=== Jobs ===
A) Extract everything in the play log from "0:14 It's actually" down to "tree back up.".
B) Decide whether each statement agrees with the play log: (i) the game's interface has an eye for looking and a hand for interacting; (ii) the player finds a way to improve the pixely backdrop; (iii) the dragon greets the player's character as its son. Answer yes or no for each and quote the words that decide it.
C) Continue the play log from where it stops.

Today's Game for Lunch comes from guestblogger Michael Zenke of Slashdot Games and MMOG Nation.

In a nutshell: Monkey Island meets an art house noir movie.

0:01 Oh, yeah, Funcom. My Anarchy Online friends. And 'Lion in the Streets'. The Roaring Twenties!

0:02 Wow. That guy has quite a hat. He's telling a story as a plot device for telling a story inside a game. It's so cliched it's almost original. The story of "the balance," eh? Are you *sure* that's a true story? And what the hell is "the balance?"

0:03 Okay, we don't get to know what the balance is, but we do get to hear backstory of the balance. I guess that's fair? There are many umlauts in the credits, and I'm okay with that.

0:04 There's a digital penis from the naked man speared through by the beam of light flowing into a magical crystal ... how would you convey this in a storytelling fashion? And now there's a seal, unlocking, that looks vaguely like the snake eating it's tail. It's unlocking, and I get the feeling this was foretold, that this was somehow momentous?

0:05 And now we're in a futurescape. A futurescape that was long ago? We're a woman, and we're dreaming. Wow. Check out the beautiful backdrop. It's awfully pixely. Any way I can improve it? .... no. We're pretty much stuck with these visual settings.

0:06 In commenting on the scenery, my character doesn't just say the same thing over and over again, which is much appreciated. And then we knock over an egg. "I bet if I don't do something I'll suffer seven years bad karma." Isn't that a mirror?

0:07 The interface is very intuitive; all I have to do is click on something, and there's an eye for looking and a hand for "interacting." I try to grab a stick off an old tree to help me with the egg, and a guy's face appears in the tree. And starts talking to me. It's all very Treebeard.

0:08 Oh, so if I hook the tree superhero up with water, the tree will help with the egg. Clear as mud. Also, a tree superhero? Whenever an injustice is done to a tree, we are there!

0:11 Ten minutes in, we have hints of a huge battle, and the egg is apparently "the mother's." I choose the acerbic and rude dialogue choices, since I almost never go that route; it's oddly satisfying.

0:13 I stake the twig in the ground, grab a scale from the next, and redirect the flow of water from the nearby stream onto the tree. After I stake the twig, but before I place the scale, my character says, "I have no idea what's going on, but it sure looks like I know what I'm doing." It's incredibly precarious, and a stray breeze will knock down my makeshift shunt ... but the tree doesn't care.

0:14 It's actually kind of satisfying; I like that they very specifically made the first puzzle really easy. Add A to B, and bingo bango you're done. I try to wake the tree back up.

0:15 After getting the tree back on track, the tree picks up the egg and puts it back into the nest. Then there's a gigantic noise, and a flash of light, and there's a dragon. Yikes.

0:16 Why do dragons always have to be so damn cryptic? It greets me as its daughter and says my coming was foretold. Gaah. "You are the mother of the future." There's some very confusing dialogue, and preposition use is extremely suspect.

=== Record extracts ===
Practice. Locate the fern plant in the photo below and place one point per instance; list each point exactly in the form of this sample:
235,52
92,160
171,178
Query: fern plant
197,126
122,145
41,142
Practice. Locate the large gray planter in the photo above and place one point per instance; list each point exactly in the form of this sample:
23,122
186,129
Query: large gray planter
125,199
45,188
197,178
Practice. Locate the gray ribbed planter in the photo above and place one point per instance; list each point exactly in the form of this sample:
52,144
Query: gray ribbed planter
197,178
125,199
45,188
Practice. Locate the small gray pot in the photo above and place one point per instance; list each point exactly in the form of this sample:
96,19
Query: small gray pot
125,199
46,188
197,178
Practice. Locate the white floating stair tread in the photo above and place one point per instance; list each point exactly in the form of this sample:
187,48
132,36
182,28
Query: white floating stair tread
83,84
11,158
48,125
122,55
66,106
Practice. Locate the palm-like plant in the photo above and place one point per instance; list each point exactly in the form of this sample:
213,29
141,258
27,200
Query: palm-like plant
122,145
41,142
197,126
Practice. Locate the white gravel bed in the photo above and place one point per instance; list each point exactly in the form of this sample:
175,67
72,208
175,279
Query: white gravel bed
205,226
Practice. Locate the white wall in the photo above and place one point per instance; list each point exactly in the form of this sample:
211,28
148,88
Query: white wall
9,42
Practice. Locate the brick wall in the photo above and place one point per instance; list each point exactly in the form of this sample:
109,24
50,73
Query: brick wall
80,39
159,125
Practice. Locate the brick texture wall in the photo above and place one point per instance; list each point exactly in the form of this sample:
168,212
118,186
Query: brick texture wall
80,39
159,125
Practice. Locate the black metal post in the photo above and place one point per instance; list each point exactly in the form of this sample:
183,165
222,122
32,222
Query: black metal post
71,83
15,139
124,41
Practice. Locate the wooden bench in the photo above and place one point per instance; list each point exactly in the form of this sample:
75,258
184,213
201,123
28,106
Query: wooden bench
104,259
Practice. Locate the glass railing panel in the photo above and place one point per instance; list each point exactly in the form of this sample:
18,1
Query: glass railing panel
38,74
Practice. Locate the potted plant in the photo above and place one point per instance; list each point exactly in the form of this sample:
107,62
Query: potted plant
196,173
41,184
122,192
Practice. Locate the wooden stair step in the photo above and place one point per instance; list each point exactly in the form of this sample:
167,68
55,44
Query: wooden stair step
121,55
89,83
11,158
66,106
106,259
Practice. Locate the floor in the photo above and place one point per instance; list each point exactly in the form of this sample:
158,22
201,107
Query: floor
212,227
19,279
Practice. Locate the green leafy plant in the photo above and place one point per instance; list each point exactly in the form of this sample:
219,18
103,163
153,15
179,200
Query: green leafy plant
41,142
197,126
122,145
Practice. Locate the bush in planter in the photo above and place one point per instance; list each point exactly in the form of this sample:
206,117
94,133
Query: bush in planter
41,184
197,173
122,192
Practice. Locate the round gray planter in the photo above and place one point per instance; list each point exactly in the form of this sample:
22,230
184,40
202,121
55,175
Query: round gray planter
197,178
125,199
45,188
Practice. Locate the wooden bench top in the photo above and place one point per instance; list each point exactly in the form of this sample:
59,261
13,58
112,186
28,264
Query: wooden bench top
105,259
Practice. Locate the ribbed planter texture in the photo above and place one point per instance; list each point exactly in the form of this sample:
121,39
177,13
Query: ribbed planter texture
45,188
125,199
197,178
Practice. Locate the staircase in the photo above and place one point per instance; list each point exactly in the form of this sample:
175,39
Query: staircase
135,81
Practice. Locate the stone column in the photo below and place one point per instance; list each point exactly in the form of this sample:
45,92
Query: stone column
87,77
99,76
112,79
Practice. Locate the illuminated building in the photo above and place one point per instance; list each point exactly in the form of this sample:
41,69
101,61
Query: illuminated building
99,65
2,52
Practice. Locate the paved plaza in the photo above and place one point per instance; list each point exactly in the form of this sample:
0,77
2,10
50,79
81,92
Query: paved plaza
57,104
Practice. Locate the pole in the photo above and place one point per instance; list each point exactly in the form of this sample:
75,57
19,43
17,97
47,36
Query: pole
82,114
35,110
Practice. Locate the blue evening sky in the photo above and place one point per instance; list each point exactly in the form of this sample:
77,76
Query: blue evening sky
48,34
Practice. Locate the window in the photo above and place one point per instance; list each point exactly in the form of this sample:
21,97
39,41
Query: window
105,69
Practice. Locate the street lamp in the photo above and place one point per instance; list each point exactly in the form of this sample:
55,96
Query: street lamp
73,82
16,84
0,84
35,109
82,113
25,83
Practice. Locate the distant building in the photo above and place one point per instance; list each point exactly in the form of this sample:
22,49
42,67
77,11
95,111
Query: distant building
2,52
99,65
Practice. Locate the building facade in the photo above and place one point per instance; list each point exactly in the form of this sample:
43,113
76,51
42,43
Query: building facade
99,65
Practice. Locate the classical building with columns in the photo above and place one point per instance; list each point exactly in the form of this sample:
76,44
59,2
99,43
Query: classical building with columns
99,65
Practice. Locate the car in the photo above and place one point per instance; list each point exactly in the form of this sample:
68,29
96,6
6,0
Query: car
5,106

=== Responses for each task ===
A)
0:14 It's actually kind of satisfying; I like that they very specifically made the first puzzle really easy. Add A to B, and bingo bango you're done. I try to wake the tree back up.

B)
(i) Yes: "there's an eye for looking and a hand for "interacting.""
(ii) No: "We're pretty much stuck with these visual settings."
(iii) No: "It greets me as its daughter"

C)
0:17 My dream is cut short by a gigantic black smokey-demon worm thing.

0:18 Chapter 1: Penumbra. And then I'm awake in a very small apartment. The detail in the room is great. There' s a little utility fan in the corner of the room over the door, and lots of odds and ends the room. Guess I'm living in a city named Newport. There's talk of an exhibition, and work that needs to be done today.

0:19 When I try to get her dressed, she just comments on her wardrobe. Hmm. I do get to pick up the toy monkey. The writing is really good; all of her self-deprecating comments about her stuff gives us insight into her past. It's expository, but not in a bad way.

0:22 After clicking around the room a bunch, I get myself out into the apartment's hallway. She dresses when I try to leave the room. Man she walks slowly. And there's a guy in the hallway. He's kind of a douche. My reaction: He's some sleazebag hanging out in a hallway, calling ladies 'babe'. Giggity giggity. I call him on his assholery.

0:23 I have a hilarious interchange between the character and a terminal in the hallway, in which the terminal tries to upsell me on a voice interface technology; it then gets mad at me for having used the voice interface to find out how to interface with the machine. Really nice.

0:25 There's a hipster lounging on the couch downstairs. There are some matches on the table. I don't know why I'll need matches, but I bet I'll need them.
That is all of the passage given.